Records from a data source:
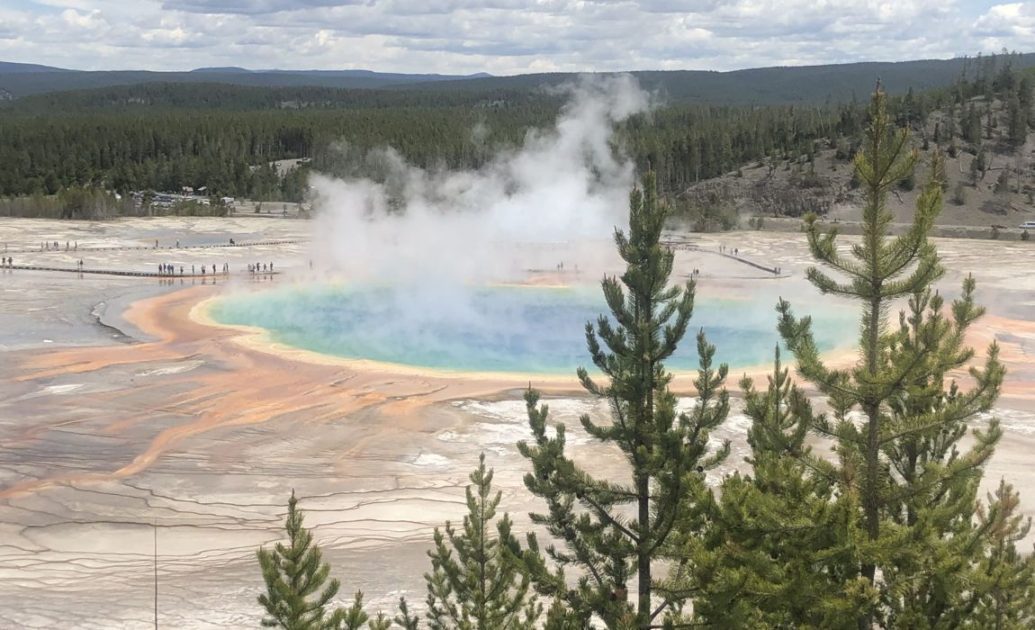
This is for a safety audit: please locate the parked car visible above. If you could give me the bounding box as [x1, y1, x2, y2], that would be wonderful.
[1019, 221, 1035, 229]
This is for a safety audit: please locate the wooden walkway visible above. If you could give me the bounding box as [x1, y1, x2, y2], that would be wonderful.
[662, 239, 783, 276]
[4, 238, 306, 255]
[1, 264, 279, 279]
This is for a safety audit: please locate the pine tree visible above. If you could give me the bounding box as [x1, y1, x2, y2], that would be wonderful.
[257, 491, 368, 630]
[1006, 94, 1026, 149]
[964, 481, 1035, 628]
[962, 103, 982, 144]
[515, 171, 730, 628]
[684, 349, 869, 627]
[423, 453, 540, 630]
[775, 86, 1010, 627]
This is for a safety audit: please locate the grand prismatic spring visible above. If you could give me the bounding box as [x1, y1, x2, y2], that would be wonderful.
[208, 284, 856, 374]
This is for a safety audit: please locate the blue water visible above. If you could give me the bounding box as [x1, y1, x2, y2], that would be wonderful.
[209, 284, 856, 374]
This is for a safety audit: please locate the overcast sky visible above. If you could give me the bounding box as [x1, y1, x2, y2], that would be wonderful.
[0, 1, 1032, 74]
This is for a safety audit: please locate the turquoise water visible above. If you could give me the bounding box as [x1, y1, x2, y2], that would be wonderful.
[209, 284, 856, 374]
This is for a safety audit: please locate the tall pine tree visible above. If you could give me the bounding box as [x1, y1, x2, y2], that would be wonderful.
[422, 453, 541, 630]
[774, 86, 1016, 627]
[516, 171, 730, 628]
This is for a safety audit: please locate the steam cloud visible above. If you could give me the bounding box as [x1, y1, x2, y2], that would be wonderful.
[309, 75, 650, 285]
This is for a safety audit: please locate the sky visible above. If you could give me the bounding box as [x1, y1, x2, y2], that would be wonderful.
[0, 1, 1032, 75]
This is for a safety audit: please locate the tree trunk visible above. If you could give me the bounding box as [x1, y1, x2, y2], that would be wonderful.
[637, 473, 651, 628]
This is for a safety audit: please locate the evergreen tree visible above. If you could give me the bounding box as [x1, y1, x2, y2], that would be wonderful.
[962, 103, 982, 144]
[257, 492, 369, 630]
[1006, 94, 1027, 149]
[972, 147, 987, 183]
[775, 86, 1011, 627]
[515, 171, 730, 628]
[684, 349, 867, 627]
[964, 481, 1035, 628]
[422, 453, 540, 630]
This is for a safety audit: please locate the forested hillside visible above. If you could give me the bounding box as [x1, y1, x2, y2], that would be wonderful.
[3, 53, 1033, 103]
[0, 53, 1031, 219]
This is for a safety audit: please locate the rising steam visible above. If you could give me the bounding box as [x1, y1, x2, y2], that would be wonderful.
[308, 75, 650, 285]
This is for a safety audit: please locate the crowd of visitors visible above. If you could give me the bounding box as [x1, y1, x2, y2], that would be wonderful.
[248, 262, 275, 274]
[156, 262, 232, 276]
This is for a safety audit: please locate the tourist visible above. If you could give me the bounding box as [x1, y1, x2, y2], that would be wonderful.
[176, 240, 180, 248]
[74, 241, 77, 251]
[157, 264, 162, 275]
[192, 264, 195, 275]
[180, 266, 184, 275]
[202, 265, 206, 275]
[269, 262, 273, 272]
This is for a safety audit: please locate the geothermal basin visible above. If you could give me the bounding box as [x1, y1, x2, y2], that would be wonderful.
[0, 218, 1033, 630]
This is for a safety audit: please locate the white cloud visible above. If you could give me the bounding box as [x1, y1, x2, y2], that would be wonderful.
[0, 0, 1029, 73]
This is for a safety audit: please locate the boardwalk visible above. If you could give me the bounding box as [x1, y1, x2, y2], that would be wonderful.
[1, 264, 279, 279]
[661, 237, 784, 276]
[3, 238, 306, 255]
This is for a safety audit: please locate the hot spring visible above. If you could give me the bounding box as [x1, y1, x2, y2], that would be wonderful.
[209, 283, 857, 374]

TASK:
Leave out the pictures and set down all of the data exactly.

SOLUTION FOR THIS EXERCISE:
This is for a safety audit: please locate the parked car visible above. If you could give me the bounding box as [x1, y1, x2, y2], that would be wonderful.
[1019, 221, 1035, 229]
This is for a safety audit: please locate the wooden walkway visible above. If you could give me the bounding box as [x1, y1, x2, y2], that would be wonderful.
[662, 239, 783, 276]
[4, 238, 306, 255]
[1, 264, 279, 279]
This is for a safety audit: please locate the pine tree visible above. If you could give me the bounding box as [x1, y1, x2, y2], that would be wonderful.
[257, 491, 368, 630]
[1006, 94, 1026, 149]
[964, 481, 1035, 628]
[962, 103, 982, 144]
[515, 171, 730, 628]
[684, 349, 869, 627]
[423, 453, 540, 630]
[775, 86, 1010, 627]
This is for a safety audit: please locate the grand prismatic spring visible above. If you could give me the bounding box as [x1, y1, x2, y2], that would be wonderful.
[208, 284, 856, 374]
This is for a safety audit: please locate the blue water visible above. If you could give me the bounding box as [x1, y1, x2, y2], that would be wonderful.
[209, 284, 856, 374]
This is for a safety audit: please locate the overcast sky visible above. If you could give me the bounding box as [x1, y1, x2, y2], that would be wonderful.
[0, 1, 1032, 74]
This is for a safety audit: please locate the turquoise water visible above. If you could give me the bounding box as [x1, y1, x2, y2], that would be wonderful.
[209, 284, 856, 374]
This is for a safety audit: please locate the tall pine tree visible above. If you could give me the bounding box as [x1, y1, x2, y2], that would be wonderful.
[422, 453, 541, 630]
[774, 86, 1016, 627]
[516, 171, 730, 628]
This is for a safety audit: please locate the steam cloud visible above. If you could give me the bounding box as [x1, y1, x2, y2], that would be wonderful.
[309, 75, 650, 285]
This is for a safety audit: please locate the sky visible above. If you could give me the bounding box as [x1, y1, x2, y2], that would be wonderful.
[0, 1, 1032, 75]
This is for a safety audit: please locate the tree trunk visible above. If you could give me the bounding box as [x1, y1, x2, y2], that would be wonderful.
[637, 473, 651, 628]
This is for a safety audit: please locate the evergreen tree visible above. If you could give me the bounding box as [x1, y1, x2, y2], that would be wonderful.
[962, 103, 982, 144]
[257, 492, 369, 630]
[1006, 94, 1027, 149]
[972, 147, 987, 183]
[775, 86, 1011, 627]
[515, 171, 730, 628]
[684, 349, 867, 627]
[964, 481, 1035, 628]
[422, 453, 540, 630]
This is for a safety audit: please locate the forested hillside visible above. If you could give me the bounding box as [x1, y1, x2, y2], that would be wonderful.
[3, 53, 1033, 103]
[0, 53, 1031, 219]
This is for a safety audit: please locate the rising steam visible above. If you could give me the bounding box as [x1, y1, x2, y2], that would be wonderful.
[308, 75, 650, 285]
This is for a safety audit: please locate the crowd of visitors visible above. If you could give me the bounding box as [x1, y1, x2, y2], that would be wonderful.
[248, 262, 275, 274]
[156, 262, 232, 276]
This is for a safety audit: please locate the tourist visible above. If you could give me the bounding box as [x1, y1, x2, y2], that would be wonderful.
[176, 240, 180, 248]
[74, 241, 77, 251]
[157, 264, 162, 275]
[192, 264, 195, 275]
[180, 266, 184, 275]
[202, 265, 206, 275]
[269, 262, 273, 272]
This is for a safety audit: please locate the geothermal basin visible above. If you could give me the bounding box as [x1, y1, x2, y2], that would be wonderful.
[0, 218, 1033, 630]
This is for a safety audit: please locate the white cloud visible above. If you could give me the bounding box as [x1, y1, x2, y2], that would be wonderful.
[0, 0, 1029, 73]
This is for a safety audit: please locate the boardwalk visible above. If you could give me the bounding box as [x1, y1, x2, y2], that would be wonderful.
[1, 264, 279, 279]
[661, 237, 784, 276]
[3, 238, 306, 255]
This is for a safety audit: please locate the hot spring visible above. If you could give me the bounding box as [x1, y1, x2, y2], that would be wonderful.
[209, 283, 857, 374]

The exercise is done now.